═════ Given entries ═════

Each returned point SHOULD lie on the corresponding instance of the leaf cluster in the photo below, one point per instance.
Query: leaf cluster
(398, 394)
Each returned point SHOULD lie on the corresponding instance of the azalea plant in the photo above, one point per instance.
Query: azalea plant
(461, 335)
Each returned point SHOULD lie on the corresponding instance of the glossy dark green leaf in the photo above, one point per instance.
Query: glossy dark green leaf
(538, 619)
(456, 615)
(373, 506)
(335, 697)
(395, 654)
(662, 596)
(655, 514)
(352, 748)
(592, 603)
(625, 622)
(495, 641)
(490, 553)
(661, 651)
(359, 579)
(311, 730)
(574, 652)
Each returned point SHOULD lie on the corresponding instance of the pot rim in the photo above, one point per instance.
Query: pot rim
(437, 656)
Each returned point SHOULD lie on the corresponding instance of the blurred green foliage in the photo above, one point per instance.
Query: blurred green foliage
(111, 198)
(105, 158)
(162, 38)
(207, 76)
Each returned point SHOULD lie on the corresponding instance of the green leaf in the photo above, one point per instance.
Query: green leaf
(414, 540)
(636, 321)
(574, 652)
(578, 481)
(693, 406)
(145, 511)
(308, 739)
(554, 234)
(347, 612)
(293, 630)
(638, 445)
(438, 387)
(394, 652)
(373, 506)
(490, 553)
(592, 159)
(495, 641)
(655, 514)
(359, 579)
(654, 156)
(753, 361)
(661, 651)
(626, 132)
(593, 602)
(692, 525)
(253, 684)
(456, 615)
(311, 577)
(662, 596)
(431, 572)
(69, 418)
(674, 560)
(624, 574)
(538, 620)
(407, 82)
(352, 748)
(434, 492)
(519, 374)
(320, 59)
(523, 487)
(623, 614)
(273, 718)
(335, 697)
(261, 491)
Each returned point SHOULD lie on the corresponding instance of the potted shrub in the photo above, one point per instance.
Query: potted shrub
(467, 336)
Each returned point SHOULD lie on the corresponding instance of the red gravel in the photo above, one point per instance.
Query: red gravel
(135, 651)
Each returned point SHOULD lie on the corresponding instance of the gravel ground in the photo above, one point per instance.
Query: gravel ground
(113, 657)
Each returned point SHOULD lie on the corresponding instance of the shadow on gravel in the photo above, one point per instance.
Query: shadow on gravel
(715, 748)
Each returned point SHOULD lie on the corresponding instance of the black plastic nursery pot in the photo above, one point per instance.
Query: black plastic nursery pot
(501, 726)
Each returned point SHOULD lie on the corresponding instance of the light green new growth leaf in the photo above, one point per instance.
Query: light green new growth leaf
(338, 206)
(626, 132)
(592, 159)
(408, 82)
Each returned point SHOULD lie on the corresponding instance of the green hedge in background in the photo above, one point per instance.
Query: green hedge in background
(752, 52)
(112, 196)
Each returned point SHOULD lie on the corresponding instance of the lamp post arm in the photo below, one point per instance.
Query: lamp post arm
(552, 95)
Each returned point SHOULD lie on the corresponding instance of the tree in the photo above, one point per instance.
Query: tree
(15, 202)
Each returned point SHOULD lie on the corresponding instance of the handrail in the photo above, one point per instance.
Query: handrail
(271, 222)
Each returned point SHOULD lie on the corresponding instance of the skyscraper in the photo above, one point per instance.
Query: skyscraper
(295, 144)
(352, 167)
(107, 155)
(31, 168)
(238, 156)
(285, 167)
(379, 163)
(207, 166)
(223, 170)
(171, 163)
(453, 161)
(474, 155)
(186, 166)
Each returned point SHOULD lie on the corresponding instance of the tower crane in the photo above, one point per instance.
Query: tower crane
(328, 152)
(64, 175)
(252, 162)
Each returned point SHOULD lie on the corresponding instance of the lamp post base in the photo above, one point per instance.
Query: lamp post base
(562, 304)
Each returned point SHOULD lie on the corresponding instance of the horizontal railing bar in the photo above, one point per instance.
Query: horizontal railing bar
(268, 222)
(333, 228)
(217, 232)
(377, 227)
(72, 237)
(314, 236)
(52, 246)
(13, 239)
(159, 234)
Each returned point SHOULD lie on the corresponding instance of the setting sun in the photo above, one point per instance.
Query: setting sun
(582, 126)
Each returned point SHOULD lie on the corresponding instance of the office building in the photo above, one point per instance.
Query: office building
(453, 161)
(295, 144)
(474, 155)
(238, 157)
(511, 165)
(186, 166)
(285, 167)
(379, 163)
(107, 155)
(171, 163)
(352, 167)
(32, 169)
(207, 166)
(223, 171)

═════

Your task> Transcribe all the entries, keeping each one exactly as it is.

Task answer>
Each returned point SHOULD lie on the corresponding instance of the leaf cluster in the photo below, one point per instance.
Query: leaf cluster
(398, 394)
Each returned point SHOULD lie on the corresponding instance of the azalea plant in the photo above, one point per instance.
Query: azalea plant
(461, 335)
Each returned point SHOULD lie on the corresponding instance of the glossy dark green leaf in the photo above, one point per instance.
Query: glossy dark green leaf
(538, 619)
(456, 615)
(373, 506)
(335, 697)
(395, 654)
(662, 596)
(655, 514)
(352, 748)
(592, 603)
(625, 622)
(495, 641)
(490, 553)
(661, 651)
(359, 579)
(311, 730)
(574, 652)
Each returned point SHOULD lie on the corresponding instance of the pot rim in the photo above, one point per instance.
Query: pot rim
(437, 656)
Each returned point SHOULD lie on the corresponding instance of the blurred green foliage in the photo above, one point per instance.
Query: blurred green foliage
(111, 198)
(105, 158)
(162, 38)
(207, 76)
Each returned point SHOULD lie on the corresponding instance of the green leaf in the photo above, one point per instance.
Query: green leaf
(414, 540)
(636, 321)
(574, 652)
(578, 481)
(693, 406)
(145, 511)
(308, 739)
(554, 234)
(347, 612)
(293, 630)
(638, 445)
(438, 387)
(394, 652)
(373, 506)
(490, 553)
(592, 159)
(495, 641)
(655, 514)
(359, 579)
(654, 156)
(753, 361)
(661, 651)
(626, 132)
(593, 602)
(692, 525)
(253, 684)
(456, 615)
(311, 577)
(662, 596)
(431, 572)
(69, 418)
(674, 560)
(624, 574)
(538, 620)
(407, 82)
(352, 748)
(434, 492)
(519, 374)
(320, 59)
(523, 487)
(623, 614)
(273, 718)
(335, 697)
(261, 491)
Each returned point SHOULD lie on the corresponding instance of the potted shrub in the photo above, one point per instance.
Query: potted shrub
(467, 336)
Each returned point SHOULD lie on the corresponding instance of the red gravel in the photo above, one point per instance.
Query: red gravel
(135, 651)
Each returned point SHOULD lie on the corresponding instance of the gravel ground in the photo above, one point per instance.
Query: gravel ground
(113, 657)
Each returned point SHOULD lie on the corresponding instance of the shadow on gravel in the photo above, one point per instance.
Query: shadow on gravel
(715, 748)
Each returned point SHOULD lie on the corresponding instance of the black plastic nursery pot in the photo above, one point per instance.
Query: black plastic nursery pot
(501, 726)
Each returned point SHOULD lie on the corresponding instance of the light green new growth leaf in the photo above, one point per instance.
Query: light green new growth leaf
(338, 206)
(626, 132)
(592, 159)
(408, 82)
Each returned point SHOULD lie on the corresponding instance of the green hedge in background in the photo above, one point per instance.
Query: green hedge in background
(752, 52)
(112, 196)
Each returned point SHOULD lie on the corresponding instance of the lamp post arm in the photo below, one point per instance.
Query: lamp post arm
(552, 95)
Each returned point SHOULD lie on the corresponding instance of the tree in the photo above, one point per instance.
Query: tree
(15, 202)
Each returned point SHOULD lie on the corresponding instance of the handrail in the photo above, one point per instance.
Query: handrail
(271, 222)
Each returned point SHOULD lie on the corresponding instance of the skyscraper in the photo above, one point per instance.
Query: skyscraper
(295, 144)
(352, 167)
(107, 155)
(31, 168)
(238, 156)
(285, 167)
(379, 163)
(207, 166)
(223, 170)
(171, 163)
(453, 161)
(474, 155)
(186, 166)
Each returned point SHOULD lie on the corresponding instance of the tower crane in the photo above, one point per instance.
Query: tower crane
(328, 152)
(64, 175)
(252, 162)
Each returned point SHOULD lie on the corresponding instance of the lamp post base in the photo above, one point per instance.
Query: lamp post base
(562, 304)
Each returned point SHOULD lie on the corresponding instance of the horizontal railing bar in the photo above, one point per instance.
Query: horizontal railing bar
(268, 222)
(333, 228)
(217, 232)
(377, 227)
(72, 237)
(314, 236)
(52, 246)
(13, 239)
(159, 234)
Each returned point SHOULD lie on the corresponding instance of the setting sun in the photo above, one point per instance.
Query: setting sun
(582, 126)
Each returned point SHOULD lie on the corresponding instance of the office building in the photo above, one point per instance.
Query: office building
(453, 161)
(295, 144)
(474, 155)
(238, 157)
(511, 165)
(186, 166)
(285, 167)
(379, 163)
(107, 155)
(171, 163)
(352, 167)
(32, 169)
(207, 166)
(223, 171)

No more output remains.